__What is required__
Report every line of the material below that contains the word "bridge", treating uppercase and lowercase as different.

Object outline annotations
▬▬▬▬▬▬▬▬▬▬
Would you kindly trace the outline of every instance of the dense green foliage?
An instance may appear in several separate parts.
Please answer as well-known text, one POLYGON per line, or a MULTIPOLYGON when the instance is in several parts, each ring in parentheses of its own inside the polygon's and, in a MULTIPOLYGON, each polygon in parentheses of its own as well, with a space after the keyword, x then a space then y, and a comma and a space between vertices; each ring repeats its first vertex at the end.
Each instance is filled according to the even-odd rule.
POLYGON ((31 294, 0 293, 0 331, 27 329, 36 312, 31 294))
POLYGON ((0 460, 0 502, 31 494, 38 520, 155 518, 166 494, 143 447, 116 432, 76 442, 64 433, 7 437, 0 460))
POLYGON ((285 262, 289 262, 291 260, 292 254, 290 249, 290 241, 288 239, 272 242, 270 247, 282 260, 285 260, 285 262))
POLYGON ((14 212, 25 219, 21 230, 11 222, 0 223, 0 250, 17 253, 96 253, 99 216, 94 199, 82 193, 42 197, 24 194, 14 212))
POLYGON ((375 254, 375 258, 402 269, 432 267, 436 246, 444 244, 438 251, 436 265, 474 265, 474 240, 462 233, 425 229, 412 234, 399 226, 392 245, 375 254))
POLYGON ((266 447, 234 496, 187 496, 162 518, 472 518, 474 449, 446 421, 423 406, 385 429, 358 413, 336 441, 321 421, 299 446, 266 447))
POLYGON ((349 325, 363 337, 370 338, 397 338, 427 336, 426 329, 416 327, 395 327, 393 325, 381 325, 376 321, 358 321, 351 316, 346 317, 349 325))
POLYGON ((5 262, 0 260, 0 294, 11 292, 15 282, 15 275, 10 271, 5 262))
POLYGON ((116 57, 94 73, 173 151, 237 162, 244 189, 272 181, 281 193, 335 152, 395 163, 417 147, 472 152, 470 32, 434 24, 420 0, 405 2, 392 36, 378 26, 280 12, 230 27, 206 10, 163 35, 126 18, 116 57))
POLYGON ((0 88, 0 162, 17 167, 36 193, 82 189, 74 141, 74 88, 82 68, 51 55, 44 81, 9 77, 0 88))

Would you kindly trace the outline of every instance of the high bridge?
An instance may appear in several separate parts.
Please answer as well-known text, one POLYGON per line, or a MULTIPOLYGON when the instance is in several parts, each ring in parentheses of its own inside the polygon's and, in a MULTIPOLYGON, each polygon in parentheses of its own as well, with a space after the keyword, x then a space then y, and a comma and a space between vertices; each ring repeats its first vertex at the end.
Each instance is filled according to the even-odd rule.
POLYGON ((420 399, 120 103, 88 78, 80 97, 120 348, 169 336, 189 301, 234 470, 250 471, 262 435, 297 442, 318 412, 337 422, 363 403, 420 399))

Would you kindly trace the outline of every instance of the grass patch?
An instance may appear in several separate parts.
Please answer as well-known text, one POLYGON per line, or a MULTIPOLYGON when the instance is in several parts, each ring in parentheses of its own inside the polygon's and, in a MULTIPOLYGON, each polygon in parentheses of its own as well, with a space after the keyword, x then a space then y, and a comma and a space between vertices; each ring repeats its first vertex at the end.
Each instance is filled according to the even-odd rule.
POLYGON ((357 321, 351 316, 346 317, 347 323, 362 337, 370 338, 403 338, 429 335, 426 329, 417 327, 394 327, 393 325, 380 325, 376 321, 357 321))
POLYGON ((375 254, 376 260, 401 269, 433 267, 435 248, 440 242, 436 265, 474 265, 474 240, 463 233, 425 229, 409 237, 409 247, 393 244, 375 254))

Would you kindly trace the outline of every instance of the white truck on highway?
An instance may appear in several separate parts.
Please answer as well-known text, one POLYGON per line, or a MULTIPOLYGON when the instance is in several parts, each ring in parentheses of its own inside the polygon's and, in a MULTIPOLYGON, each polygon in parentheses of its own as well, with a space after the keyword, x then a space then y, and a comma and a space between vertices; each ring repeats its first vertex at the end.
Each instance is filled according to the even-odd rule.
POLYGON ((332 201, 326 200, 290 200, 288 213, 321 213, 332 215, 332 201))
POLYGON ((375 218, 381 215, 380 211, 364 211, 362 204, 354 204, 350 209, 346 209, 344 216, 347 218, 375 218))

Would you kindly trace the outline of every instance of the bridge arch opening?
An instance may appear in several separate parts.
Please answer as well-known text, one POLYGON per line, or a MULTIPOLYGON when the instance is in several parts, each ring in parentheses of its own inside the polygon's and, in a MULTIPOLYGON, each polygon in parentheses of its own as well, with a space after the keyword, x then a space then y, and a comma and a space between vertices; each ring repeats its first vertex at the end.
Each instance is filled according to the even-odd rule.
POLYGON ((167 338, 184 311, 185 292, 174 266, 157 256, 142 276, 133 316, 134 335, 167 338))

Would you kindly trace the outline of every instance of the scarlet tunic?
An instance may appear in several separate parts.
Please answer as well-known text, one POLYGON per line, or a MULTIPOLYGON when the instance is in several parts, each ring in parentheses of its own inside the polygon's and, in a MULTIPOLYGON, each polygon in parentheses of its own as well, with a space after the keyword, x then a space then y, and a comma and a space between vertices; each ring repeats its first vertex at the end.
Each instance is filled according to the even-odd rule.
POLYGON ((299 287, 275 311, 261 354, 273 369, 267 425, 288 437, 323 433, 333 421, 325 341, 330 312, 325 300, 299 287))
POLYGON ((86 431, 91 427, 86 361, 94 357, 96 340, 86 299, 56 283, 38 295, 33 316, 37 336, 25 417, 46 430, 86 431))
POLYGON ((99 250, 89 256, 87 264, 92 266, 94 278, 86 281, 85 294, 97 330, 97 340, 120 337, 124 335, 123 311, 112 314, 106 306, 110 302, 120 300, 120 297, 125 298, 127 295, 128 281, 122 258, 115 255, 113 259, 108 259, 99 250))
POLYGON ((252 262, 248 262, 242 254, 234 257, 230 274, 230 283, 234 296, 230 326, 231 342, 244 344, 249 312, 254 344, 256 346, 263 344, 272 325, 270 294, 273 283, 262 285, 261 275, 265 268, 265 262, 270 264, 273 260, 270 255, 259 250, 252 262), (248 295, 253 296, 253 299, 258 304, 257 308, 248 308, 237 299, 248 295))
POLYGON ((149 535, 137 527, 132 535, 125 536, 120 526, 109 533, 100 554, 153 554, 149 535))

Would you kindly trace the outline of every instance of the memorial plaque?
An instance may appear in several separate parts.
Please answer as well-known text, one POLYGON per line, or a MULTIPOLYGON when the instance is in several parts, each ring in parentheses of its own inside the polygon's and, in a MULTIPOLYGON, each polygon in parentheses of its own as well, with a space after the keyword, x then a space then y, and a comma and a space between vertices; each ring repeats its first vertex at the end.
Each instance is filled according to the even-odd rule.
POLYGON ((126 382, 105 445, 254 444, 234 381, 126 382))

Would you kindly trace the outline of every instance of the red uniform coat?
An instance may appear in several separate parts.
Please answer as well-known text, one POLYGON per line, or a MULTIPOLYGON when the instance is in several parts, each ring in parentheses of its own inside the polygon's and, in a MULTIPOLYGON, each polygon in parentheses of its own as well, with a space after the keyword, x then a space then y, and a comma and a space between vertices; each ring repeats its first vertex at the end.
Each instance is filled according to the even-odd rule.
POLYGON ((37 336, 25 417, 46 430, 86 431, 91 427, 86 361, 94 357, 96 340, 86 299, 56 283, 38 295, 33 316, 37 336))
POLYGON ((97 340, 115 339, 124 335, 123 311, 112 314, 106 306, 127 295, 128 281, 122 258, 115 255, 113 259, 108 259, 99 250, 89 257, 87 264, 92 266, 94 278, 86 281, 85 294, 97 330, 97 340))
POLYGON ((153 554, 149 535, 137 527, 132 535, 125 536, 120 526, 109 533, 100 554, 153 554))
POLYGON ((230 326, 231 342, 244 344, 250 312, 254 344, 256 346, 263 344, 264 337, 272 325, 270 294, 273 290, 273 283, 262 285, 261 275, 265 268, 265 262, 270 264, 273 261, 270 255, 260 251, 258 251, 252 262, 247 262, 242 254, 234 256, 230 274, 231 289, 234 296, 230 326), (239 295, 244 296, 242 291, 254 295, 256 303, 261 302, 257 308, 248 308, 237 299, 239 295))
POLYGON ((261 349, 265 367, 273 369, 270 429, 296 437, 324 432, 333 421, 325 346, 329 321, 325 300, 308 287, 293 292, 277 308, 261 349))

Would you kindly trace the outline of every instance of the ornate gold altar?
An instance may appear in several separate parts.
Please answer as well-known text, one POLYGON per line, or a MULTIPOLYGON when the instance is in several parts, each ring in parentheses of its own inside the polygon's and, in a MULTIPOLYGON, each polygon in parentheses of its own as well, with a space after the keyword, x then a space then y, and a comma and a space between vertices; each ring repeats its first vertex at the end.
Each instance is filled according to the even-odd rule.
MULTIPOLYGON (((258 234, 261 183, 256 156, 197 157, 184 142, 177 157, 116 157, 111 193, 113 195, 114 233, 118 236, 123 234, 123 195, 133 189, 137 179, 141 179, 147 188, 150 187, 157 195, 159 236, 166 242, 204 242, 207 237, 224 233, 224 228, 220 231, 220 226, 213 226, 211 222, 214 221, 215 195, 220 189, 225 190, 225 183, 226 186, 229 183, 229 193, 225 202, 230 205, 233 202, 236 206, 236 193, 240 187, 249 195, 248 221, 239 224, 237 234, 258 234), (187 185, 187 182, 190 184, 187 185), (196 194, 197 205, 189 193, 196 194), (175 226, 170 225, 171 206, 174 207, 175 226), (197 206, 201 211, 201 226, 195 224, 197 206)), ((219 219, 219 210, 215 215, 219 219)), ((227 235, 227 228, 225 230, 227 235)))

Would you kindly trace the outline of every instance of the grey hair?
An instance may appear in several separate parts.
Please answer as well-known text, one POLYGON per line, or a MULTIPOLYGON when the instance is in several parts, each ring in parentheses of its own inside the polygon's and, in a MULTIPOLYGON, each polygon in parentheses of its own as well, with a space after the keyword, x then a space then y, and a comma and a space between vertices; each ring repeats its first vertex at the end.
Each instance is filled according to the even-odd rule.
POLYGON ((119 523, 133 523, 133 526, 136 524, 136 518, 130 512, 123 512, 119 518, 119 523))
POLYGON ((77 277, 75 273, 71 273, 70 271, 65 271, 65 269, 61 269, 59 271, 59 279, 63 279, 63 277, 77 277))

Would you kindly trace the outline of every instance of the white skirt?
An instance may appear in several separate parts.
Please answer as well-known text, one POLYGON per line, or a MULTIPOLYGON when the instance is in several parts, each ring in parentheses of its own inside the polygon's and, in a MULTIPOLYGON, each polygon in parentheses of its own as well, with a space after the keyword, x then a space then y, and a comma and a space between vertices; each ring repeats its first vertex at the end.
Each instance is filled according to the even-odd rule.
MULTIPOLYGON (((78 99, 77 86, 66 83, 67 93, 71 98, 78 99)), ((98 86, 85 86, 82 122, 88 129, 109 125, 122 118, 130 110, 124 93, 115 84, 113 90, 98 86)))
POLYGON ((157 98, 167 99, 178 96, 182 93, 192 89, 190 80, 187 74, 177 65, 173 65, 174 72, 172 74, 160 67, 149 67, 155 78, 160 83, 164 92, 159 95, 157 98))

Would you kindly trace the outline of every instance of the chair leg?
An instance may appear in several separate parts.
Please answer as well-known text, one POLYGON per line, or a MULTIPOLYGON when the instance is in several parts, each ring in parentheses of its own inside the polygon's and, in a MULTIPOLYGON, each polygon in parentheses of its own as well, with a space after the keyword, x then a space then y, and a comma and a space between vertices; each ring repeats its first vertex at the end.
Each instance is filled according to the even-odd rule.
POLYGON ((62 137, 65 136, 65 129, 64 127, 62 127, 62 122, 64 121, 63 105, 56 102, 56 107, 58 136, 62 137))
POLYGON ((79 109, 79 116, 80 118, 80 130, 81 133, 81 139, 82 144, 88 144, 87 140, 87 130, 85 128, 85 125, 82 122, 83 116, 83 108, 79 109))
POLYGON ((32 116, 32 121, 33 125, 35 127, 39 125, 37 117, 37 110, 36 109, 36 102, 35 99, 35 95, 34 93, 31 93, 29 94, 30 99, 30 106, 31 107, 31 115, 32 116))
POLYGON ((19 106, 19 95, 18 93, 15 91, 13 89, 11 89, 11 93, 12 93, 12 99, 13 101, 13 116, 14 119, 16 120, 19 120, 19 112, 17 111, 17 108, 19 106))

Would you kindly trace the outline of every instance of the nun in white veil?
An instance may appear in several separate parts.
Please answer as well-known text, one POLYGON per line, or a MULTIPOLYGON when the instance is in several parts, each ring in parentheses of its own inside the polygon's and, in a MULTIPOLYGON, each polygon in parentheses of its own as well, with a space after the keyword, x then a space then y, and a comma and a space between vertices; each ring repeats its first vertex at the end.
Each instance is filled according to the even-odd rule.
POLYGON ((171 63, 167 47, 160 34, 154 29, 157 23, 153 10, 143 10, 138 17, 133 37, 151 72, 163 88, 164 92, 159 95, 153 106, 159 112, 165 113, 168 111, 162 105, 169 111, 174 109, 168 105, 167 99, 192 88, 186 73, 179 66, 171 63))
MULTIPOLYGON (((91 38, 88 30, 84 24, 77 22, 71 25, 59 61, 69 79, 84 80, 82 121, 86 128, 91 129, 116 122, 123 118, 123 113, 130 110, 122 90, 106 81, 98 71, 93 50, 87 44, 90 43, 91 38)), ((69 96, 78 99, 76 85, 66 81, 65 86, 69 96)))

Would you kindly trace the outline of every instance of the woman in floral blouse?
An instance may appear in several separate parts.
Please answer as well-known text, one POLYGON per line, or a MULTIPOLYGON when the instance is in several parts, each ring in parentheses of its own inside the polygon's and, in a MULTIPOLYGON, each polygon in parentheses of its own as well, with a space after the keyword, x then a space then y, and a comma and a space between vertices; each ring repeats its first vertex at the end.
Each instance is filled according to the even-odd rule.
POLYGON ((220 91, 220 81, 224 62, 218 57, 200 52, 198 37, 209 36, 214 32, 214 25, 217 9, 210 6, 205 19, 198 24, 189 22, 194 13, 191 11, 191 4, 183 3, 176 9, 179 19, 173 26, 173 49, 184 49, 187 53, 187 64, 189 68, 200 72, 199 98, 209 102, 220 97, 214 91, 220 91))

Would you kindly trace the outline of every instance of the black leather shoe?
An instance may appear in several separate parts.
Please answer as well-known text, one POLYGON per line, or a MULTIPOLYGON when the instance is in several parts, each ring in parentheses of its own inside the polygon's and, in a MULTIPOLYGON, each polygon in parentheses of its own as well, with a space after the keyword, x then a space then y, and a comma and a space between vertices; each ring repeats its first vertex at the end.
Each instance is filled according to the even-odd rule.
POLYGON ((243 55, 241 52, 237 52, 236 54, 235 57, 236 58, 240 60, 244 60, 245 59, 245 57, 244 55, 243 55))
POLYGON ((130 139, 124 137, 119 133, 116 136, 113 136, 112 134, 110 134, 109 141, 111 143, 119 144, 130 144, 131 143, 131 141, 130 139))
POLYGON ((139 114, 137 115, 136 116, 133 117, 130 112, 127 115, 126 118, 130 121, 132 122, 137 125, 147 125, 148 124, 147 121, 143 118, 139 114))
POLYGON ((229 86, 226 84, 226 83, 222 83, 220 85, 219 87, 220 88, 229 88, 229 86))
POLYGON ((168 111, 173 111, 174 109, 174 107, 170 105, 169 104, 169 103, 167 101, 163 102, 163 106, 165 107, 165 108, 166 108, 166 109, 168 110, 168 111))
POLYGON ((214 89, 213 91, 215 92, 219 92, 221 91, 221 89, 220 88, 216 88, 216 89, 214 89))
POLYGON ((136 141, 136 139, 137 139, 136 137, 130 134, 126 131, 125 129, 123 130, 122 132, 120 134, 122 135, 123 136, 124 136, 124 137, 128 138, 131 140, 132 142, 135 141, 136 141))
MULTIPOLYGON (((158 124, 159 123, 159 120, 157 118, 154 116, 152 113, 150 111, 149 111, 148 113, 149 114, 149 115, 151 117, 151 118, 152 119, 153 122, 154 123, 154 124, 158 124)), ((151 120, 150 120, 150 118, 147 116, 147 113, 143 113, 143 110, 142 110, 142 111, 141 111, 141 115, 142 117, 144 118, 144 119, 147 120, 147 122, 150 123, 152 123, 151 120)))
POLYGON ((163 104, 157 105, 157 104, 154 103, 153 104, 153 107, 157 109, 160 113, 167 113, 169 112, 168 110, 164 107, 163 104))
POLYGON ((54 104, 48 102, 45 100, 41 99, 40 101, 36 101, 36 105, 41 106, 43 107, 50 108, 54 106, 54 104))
▬▬▬▬▬▬▬▬▬▬
__Finished answer__
Would you kindly trace the outline of every instance of the high bridge?
Would you kindly trace the outline of every instance of the bridge arch opening?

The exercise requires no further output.